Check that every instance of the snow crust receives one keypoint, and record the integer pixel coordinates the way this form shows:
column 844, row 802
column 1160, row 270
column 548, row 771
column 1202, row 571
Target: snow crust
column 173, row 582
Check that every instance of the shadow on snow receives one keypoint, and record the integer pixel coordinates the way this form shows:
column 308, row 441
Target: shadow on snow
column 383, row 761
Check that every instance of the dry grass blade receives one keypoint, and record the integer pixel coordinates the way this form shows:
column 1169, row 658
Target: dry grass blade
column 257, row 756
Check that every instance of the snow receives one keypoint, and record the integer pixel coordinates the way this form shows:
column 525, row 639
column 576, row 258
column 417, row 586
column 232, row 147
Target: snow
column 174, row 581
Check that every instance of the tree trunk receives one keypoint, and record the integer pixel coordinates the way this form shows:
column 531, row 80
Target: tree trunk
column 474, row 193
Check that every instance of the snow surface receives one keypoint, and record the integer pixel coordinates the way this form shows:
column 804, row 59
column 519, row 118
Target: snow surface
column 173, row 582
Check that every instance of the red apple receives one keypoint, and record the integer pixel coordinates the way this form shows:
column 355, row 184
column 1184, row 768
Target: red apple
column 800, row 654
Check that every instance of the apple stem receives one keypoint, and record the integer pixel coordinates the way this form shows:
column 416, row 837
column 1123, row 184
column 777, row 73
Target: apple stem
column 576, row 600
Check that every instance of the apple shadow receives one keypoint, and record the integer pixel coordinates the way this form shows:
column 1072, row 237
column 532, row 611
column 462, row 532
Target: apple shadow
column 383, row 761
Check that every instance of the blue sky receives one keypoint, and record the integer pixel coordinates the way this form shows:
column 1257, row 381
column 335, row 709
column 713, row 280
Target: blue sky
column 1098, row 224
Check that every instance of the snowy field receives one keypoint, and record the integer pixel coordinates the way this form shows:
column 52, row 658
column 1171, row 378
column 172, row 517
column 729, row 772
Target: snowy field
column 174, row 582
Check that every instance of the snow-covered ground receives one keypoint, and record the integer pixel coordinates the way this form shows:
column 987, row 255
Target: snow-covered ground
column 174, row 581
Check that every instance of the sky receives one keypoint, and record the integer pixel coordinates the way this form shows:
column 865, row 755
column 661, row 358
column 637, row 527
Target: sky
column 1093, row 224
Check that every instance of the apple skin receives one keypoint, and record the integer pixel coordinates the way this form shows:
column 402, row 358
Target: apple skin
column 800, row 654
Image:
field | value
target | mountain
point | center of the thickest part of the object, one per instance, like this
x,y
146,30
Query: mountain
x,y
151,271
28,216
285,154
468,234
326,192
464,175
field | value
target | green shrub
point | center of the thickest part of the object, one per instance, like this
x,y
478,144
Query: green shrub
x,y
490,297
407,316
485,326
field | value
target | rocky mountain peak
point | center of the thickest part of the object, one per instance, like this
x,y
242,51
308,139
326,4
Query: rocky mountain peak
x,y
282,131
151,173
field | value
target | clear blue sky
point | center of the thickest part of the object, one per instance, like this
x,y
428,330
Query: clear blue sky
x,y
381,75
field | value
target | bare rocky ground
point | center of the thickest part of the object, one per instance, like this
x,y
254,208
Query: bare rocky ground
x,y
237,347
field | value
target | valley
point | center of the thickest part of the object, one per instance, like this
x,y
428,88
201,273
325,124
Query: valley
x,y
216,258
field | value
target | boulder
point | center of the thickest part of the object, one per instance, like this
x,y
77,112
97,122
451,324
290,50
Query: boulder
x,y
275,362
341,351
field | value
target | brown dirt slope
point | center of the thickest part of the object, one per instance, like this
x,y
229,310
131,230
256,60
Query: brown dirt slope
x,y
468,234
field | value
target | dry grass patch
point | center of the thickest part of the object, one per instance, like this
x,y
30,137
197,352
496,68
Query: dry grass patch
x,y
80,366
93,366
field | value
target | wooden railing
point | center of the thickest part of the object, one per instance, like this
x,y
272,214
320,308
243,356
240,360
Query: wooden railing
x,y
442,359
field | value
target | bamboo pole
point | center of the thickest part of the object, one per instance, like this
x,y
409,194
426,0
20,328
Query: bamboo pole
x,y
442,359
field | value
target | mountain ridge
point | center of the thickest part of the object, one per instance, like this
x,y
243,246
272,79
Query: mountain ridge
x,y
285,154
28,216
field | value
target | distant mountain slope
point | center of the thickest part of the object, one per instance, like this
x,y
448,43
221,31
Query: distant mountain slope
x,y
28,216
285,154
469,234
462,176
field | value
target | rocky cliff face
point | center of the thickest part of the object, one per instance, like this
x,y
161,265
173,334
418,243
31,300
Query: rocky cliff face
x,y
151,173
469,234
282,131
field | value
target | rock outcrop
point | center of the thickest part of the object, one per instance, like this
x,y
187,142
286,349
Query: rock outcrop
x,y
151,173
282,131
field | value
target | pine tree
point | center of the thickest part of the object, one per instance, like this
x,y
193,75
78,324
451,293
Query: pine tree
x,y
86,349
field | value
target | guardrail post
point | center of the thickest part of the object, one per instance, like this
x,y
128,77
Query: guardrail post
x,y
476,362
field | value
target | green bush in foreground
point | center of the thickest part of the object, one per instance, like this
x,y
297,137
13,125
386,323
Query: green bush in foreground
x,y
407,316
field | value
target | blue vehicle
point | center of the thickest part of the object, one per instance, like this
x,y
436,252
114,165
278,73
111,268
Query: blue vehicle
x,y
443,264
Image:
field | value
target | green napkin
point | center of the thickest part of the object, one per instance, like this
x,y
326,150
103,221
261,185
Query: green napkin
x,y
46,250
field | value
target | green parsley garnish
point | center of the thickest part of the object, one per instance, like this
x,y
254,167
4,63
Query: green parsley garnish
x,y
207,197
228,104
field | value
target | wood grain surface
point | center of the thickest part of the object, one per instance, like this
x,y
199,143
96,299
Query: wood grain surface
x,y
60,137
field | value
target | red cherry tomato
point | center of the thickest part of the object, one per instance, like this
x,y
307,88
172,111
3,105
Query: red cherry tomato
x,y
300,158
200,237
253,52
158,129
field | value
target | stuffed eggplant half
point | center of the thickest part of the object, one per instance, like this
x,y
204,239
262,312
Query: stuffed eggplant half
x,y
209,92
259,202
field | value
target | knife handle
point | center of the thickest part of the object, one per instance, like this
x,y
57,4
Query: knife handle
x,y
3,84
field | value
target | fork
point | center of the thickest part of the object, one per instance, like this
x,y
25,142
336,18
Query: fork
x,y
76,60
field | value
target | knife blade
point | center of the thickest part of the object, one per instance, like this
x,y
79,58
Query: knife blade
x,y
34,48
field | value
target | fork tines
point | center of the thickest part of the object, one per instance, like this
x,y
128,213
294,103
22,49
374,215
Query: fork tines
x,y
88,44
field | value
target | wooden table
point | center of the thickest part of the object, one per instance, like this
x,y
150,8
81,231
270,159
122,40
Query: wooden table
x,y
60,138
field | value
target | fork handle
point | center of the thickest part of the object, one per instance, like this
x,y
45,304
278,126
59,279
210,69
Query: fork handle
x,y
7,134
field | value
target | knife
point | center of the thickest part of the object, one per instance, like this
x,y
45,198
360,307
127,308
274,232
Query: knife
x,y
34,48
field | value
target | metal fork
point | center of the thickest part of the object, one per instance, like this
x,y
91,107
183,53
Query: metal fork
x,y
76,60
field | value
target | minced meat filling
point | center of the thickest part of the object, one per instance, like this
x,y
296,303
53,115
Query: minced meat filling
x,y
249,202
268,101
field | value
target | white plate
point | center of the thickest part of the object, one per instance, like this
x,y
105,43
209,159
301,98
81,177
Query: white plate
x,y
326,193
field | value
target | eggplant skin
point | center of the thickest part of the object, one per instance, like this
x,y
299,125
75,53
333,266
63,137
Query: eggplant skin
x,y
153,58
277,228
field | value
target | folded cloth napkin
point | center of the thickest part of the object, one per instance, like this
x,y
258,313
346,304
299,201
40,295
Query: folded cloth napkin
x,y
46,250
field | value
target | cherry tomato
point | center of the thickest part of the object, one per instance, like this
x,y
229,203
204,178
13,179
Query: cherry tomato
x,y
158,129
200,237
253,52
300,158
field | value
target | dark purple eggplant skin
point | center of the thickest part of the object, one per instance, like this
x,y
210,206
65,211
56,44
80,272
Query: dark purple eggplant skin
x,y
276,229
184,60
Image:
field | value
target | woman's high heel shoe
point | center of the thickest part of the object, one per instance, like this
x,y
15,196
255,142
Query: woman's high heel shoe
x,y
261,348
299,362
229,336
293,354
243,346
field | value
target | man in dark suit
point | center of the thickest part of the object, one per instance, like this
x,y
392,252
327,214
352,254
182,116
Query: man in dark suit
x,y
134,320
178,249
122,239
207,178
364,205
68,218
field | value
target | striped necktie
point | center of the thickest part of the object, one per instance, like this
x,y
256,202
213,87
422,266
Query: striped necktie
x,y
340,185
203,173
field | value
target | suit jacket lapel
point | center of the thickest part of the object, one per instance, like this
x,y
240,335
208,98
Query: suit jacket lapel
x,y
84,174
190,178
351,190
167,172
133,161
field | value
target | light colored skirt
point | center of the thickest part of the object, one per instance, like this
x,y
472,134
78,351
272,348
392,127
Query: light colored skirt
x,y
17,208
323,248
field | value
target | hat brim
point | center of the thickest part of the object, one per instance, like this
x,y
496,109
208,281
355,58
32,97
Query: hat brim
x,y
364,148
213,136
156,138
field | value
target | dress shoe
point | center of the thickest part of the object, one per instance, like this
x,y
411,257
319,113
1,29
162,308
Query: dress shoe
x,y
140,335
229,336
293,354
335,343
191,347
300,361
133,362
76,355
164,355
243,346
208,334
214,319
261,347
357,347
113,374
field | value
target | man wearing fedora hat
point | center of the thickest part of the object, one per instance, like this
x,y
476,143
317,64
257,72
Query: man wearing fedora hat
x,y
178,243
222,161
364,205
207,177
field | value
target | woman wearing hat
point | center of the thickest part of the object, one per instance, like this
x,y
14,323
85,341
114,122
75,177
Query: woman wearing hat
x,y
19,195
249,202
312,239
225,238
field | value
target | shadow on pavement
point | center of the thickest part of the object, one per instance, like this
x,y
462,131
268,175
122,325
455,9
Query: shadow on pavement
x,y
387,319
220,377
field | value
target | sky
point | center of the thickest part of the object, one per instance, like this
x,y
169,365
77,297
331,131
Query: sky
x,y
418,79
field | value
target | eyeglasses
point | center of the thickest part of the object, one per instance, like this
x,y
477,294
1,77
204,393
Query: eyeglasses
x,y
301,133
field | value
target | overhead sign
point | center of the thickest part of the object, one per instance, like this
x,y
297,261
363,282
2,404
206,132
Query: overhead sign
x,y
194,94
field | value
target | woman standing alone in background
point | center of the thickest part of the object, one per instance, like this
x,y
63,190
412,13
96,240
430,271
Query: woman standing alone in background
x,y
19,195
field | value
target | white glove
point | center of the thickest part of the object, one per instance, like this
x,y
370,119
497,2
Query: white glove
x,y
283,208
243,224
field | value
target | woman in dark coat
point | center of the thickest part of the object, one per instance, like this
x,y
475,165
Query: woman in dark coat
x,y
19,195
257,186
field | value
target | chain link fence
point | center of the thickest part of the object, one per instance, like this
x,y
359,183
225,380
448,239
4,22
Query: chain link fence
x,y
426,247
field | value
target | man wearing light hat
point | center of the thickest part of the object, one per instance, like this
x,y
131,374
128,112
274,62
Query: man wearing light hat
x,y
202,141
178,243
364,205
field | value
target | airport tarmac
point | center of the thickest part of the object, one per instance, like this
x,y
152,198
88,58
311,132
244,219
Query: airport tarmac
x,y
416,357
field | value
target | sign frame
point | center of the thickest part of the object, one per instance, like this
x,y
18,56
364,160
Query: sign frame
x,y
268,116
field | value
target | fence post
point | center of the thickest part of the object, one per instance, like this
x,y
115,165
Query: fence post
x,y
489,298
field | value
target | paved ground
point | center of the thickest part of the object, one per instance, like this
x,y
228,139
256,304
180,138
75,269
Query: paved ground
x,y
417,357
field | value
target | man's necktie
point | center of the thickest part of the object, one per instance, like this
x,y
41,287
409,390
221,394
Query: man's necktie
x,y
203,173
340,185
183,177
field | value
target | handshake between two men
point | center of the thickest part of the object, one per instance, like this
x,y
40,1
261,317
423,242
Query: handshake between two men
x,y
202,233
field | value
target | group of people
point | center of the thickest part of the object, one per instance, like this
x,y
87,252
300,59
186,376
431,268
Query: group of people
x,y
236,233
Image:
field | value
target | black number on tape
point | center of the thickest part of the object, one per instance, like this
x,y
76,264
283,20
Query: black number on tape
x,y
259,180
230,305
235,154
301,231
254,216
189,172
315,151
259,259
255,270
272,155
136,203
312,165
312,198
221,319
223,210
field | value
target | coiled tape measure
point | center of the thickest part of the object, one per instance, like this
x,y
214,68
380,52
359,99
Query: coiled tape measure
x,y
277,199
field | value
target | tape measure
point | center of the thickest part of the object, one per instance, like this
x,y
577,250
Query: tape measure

> The task
Whatever else the listing above holds, retype exactly only the lines from the one containing "Target: sky" to the one containing "target | bare rocky ground", both ends kept.

> Solution for this exercise
Target: sky
column 1093, row 224
Check that every instance of the apple skin receives one keypoint, and record the integer pixel coordinates the way this form shows:
column 402, row 358
Target: apple skin
column 800, row 654
Image:
field | value
target | mountain
point | center of the thickest part of the object, one per instance, like this
x,y
146,30
Query: mountain
x,y
151,271
28,216
285,154
468,234
326,192
464,175
field | value
target | green shrub
point | center of the thickest part of the object, one per instance, like this
x,y
478,144
Query: green shrub
x,y
490,297
407,316
485,326
field | value
target | rocky mountain peak
point | center of the thickest part of the object, one per instance, like this
x,y
242,51
308,139
326,4
Query: rocky mountain peak
x,y
282,131
151,173
field | value
target | clear blue sky
point | center of the thickest part of the object, one per instance, like this
x,y
428,330
Query: clear blue sky
x,y
381,75
field | value
target | bare rocky ground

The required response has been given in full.